**Request**: Extract every line of the listing below that contains the string "golden", matching case exactly.

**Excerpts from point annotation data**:
------------------------------------

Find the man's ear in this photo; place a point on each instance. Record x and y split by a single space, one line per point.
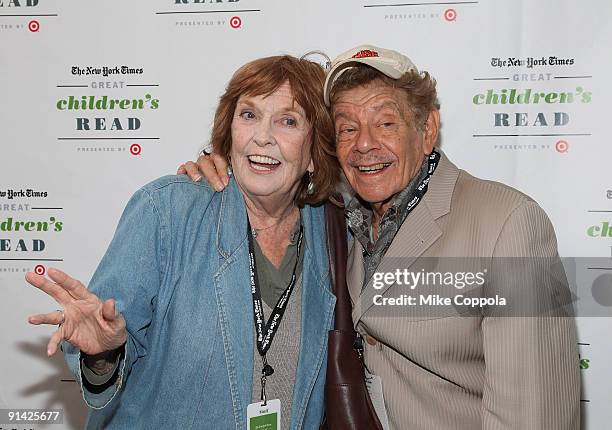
310 166
430 135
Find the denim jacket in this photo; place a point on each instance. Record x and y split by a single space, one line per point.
178 270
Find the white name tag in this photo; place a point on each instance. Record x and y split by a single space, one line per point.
374 385
266 417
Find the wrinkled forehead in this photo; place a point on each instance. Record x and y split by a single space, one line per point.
282 96
370 98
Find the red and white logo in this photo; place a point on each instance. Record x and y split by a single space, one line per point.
135 149
235 22
450 14
33 26
365 53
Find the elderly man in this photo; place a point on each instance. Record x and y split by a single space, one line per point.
443 367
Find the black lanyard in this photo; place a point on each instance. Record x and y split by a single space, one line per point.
266 331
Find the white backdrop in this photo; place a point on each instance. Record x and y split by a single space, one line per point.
173 59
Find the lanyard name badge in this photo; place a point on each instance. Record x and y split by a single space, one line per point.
265 415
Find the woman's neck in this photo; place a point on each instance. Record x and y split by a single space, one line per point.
273 224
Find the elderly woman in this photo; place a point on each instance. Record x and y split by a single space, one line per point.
208 304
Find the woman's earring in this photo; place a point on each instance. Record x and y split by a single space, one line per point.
310 189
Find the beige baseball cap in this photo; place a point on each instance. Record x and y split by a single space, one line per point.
387 61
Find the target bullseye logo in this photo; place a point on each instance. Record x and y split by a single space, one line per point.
33 26
135 149
562 146
235 22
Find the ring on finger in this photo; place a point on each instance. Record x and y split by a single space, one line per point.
61 311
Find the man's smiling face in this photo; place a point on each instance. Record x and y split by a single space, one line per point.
379 146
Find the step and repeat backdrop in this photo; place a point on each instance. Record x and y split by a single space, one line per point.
98 98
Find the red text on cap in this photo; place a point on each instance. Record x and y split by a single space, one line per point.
364 53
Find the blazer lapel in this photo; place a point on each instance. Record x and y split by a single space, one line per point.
317 314
418 232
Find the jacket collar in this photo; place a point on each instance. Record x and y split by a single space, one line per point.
230 235
440 192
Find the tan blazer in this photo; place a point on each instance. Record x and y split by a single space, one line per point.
443 370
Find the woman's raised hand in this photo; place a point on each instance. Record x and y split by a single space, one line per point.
86 322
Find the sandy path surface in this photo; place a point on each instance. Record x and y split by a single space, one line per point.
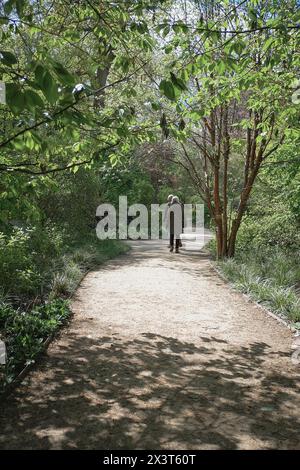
159 354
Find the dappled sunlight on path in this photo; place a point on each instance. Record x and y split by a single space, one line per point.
159 354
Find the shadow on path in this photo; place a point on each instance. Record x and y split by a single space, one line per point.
154 392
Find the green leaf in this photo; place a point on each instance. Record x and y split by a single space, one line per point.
178 82
166 86
15 97
33 100
7 58
63 74
49 88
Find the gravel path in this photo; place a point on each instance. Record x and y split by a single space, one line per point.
160 353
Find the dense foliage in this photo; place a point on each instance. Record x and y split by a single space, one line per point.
144 98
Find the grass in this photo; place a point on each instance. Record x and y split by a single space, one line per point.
25 325
271 280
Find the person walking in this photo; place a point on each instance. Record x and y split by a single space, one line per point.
175 224
166 218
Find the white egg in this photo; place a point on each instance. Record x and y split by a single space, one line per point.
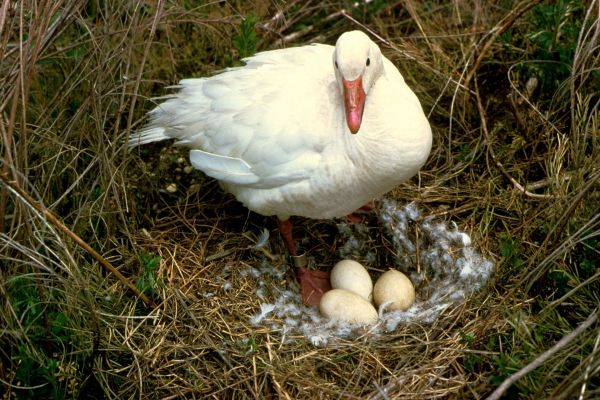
346 306
353 277
395 287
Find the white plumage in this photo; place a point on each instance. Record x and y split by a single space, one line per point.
277 132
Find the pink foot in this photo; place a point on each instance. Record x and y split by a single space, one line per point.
359 215
313 284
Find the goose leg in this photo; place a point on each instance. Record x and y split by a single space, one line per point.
313 284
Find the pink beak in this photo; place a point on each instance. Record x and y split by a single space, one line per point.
354 102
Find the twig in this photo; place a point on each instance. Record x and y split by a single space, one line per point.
543 357
498 30
4 177
486 135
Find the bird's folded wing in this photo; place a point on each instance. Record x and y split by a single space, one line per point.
236 171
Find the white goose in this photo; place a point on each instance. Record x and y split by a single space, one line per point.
314 131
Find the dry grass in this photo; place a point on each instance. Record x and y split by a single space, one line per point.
515 167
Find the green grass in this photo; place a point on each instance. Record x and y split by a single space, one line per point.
68 328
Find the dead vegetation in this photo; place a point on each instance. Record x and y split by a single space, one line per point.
511 89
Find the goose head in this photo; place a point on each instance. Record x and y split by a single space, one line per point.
358 64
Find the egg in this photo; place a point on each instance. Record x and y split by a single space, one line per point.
353 277
395 287
340 304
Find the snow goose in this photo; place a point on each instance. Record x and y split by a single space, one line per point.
314 131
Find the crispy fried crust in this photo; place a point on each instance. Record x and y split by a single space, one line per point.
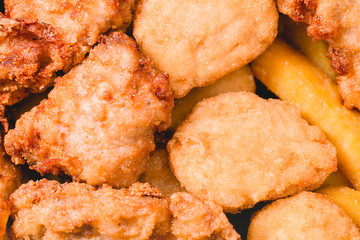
158 173
50 210
337 22
198 42
237 149
98 122
49 36
197 219
303 216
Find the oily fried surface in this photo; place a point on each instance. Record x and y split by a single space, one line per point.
98 122
304 216
196 219
338 23
158 173
50 36
237 149
50 210
197 42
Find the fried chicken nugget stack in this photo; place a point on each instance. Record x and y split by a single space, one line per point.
98 122
51 36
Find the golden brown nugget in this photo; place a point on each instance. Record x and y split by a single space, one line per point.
303 216
50 36
158 173
337 22
50 210
198 42
98 122
4 216
196 219
237 149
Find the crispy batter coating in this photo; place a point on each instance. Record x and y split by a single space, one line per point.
237 149
196 219
306 215
337 22
98 122
50 36
4 216
158 173
198 42
50 210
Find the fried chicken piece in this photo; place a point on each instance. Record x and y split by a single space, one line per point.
158 173
304 216
238 149
50 210
198 42
336 22
98 122
196 219
50 36
4 216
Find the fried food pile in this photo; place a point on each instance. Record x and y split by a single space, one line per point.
151 119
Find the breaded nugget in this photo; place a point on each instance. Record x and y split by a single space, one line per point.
158 173
98 122
50 36
338 23
306 215
50 210
196 219
4 216
198 42
237 149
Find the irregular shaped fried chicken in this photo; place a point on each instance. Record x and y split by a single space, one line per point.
196 219
158 173
336 22
98 122
306 215
50 36
50 210
198 42
238 149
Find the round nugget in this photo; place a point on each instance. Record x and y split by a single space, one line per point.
238 149
197 42
304 216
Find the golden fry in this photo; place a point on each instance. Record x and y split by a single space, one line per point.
348 199
292 77
236 81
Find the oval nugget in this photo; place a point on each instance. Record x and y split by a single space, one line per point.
238 149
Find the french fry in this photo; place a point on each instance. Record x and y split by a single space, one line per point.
316 51
346 198
292 77
238 80
337 179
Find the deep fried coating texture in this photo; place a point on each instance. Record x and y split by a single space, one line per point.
4 216
50 210
98 122
50 36
304 216
198 42
158 173
196 219
237 149
337 22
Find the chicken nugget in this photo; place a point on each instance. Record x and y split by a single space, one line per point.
197 219
238 149
198 42
338 23
158 173
50 210
98 122
306 215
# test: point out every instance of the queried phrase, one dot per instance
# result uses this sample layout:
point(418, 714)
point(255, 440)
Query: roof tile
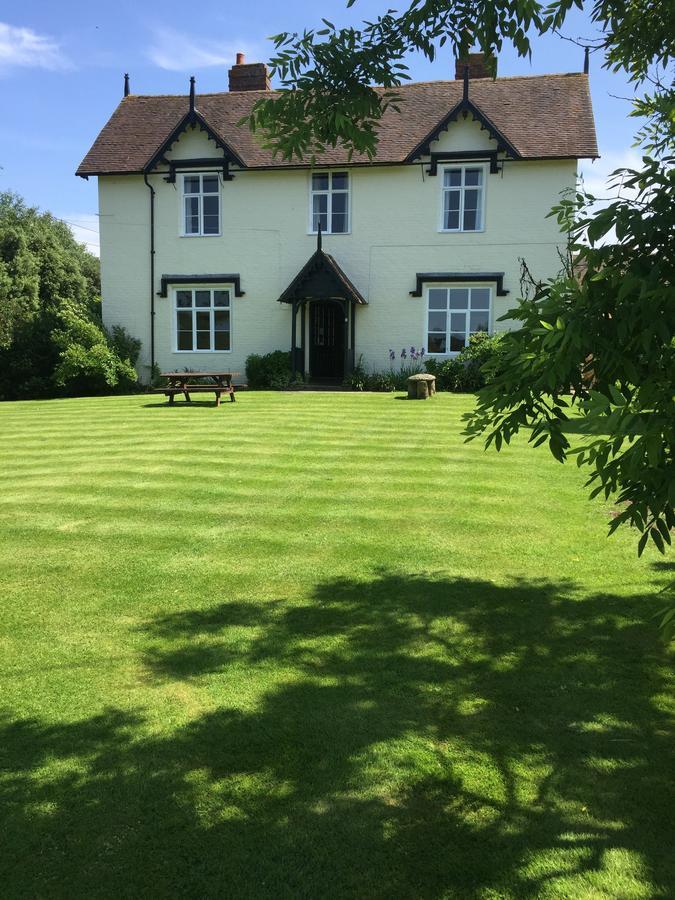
point(543, 116)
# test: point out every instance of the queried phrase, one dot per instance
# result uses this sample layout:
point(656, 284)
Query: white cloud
point(597, 179)
point(597, 173)
point(84, 227)
point(24, 47)
point(177, 52)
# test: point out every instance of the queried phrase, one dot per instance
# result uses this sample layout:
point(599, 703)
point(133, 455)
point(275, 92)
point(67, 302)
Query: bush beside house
point(467, 372)
point(52, 341)
point(271, 370)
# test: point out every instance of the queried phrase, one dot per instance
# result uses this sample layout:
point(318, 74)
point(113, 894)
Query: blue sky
point(62, 65)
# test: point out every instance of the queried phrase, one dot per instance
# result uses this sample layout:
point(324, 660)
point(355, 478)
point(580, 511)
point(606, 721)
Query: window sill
point(220, 234)
point(329, 233)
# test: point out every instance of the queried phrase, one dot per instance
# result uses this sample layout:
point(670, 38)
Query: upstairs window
point(202, 319)
point(454, 314)
point(201, 205)
point(329, 203)
point(463, 198)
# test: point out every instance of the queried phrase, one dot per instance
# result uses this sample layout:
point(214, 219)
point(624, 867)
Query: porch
point(323, 304)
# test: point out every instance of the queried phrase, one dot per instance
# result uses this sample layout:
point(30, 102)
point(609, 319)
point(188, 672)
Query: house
point(213, 249)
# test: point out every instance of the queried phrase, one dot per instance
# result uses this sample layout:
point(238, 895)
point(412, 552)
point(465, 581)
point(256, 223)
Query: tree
point(598, 340)
point(51, 337)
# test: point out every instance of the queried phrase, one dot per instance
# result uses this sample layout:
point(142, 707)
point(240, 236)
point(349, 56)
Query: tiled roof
point(322, 276)
point(542, 116)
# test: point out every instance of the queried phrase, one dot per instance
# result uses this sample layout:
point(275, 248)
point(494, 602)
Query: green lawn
point(315, 646)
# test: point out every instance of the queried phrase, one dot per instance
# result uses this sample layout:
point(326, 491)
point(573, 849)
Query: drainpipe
point(152, 272)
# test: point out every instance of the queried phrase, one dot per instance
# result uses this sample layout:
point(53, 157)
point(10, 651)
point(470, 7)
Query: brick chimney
point(476, 64)
point(248, 76)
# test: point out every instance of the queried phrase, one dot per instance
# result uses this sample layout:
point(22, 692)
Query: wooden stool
point(421, 387)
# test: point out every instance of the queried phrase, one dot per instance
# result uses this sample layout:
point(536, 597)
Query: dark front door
point(326, 340)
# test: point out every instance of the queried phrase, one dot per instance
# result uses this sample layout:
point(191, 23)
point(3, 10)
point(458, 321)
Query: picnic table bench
point(180, 383)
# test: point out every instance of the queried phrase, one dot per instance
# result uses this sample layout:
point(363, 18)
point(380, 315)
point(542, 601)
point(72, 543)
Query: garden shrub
point(52, 340)
point(94, 370)
point(271, 370)
point(471, 369)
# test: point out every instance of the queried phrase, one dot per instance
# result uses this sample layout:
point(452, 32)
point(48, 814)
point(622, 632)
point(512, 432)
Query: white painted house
point(210, 248)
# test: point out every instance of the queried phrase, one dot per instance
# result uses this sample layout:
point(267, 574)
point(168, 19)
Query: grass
point(313, 645)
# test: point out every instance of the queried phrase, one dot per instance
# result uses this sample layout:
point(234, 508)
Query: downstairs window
point(454, 314)
point(203, 319)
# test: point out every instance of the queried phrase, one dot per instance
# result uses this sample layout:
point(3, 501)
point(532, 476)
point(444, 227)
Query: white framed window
point(463, 198)
point(200, 212)
point(454, 313)
point(329, 202)
point(203, 319)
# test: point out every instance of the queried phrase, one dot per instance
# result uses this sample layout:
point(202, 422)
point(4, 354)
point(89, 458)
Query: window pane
point(320, 212)
point(339, 203)
point(451, 209)
point(222, 340)
point(437, 321)
point(339, 223)
point(192, 215)
point(438, 298)
point(451, 221)
point(471, 199)
point(457, 321)
point(471, 220)
point(459, 298)
point(211, 209)
point(184, 341)
point(211, 205)
point(203, 340)
point(211, 225)
point(184, 321)
point(478, 321)
point(480, 298)
point(222, 321)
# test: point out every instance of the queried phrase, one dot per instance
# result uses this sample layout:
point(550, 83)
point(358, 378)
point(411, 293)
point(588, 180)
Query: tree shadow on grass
point(409, 737)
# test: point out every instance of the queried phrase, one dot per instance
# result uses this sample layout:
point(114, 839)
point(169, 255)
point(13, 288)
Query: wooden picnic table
point(182, 383)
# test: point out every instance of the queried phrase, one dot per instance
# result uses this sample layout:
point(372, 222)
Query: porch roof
point(321, 278)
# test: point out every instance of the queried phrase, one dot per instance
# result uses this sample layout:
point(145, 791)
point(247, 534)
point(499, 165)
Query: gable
point(193, 144)
point(463, 134)
point(537, 117)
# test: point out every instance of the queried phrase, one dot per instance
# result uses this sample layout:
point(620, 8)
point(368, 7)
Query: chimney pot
point(475, 62)
point(248, 76)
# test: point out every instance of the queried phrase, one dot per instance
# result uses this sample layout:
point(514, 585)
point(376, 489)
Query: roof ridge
point(377, 87)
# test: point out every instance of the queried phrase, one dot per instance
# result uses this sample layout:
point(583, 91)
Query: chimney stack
point(475, 62)
point(248, 76)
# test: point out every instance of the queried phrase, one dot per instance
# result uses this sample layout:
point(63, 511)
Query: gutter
point(152, 273)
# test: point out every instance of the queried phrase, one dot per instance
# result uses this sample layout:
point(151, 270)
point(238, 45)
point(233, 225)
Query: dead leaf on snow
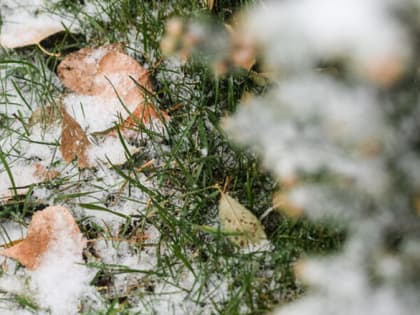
point(53, 224)
point(77, 71)
point(116, 72)
point(102, 72)
point(74, 141)
point(236, 218)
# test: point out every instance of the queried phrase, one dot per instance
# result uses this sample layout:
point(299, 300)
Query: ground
point(155, 245)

------------------------------------

**Solution to this exercise**:
Find the golden brown nugget in this photo; place a point on each instance. Record x and y split by a single space, one line per point.
Find the golden fry in this photo; place a point on each instance. Record x and y split by a single space, one line per point.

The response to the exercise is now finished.